- **REQUIREMENTS**
Output the lines of these records as a JSON list of strings, one string per line, with blank lines omitted. Leave the pictures out of the answer.

::::

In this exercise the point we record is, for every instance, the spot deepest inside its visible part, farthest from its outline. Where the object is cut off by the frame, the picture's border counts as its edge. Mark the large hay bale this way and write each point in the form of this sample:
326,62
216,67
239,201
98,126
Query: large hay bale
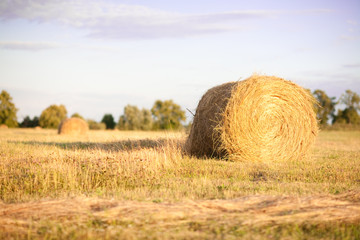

::::

- **RESULT OF THIS TASK**
[
  "In this exercise the point we record is, for every instance, the spot deepest inside its visible part, farthest from its outline. Where the object is cut off by the frame, the picture's border counts as its edge. Mark the large hay bale this way and write each point in the form of this sample:",
  "326,62",
  "216,67",
  "239,201",
  "98,126",
  "Query: large hay bale"
]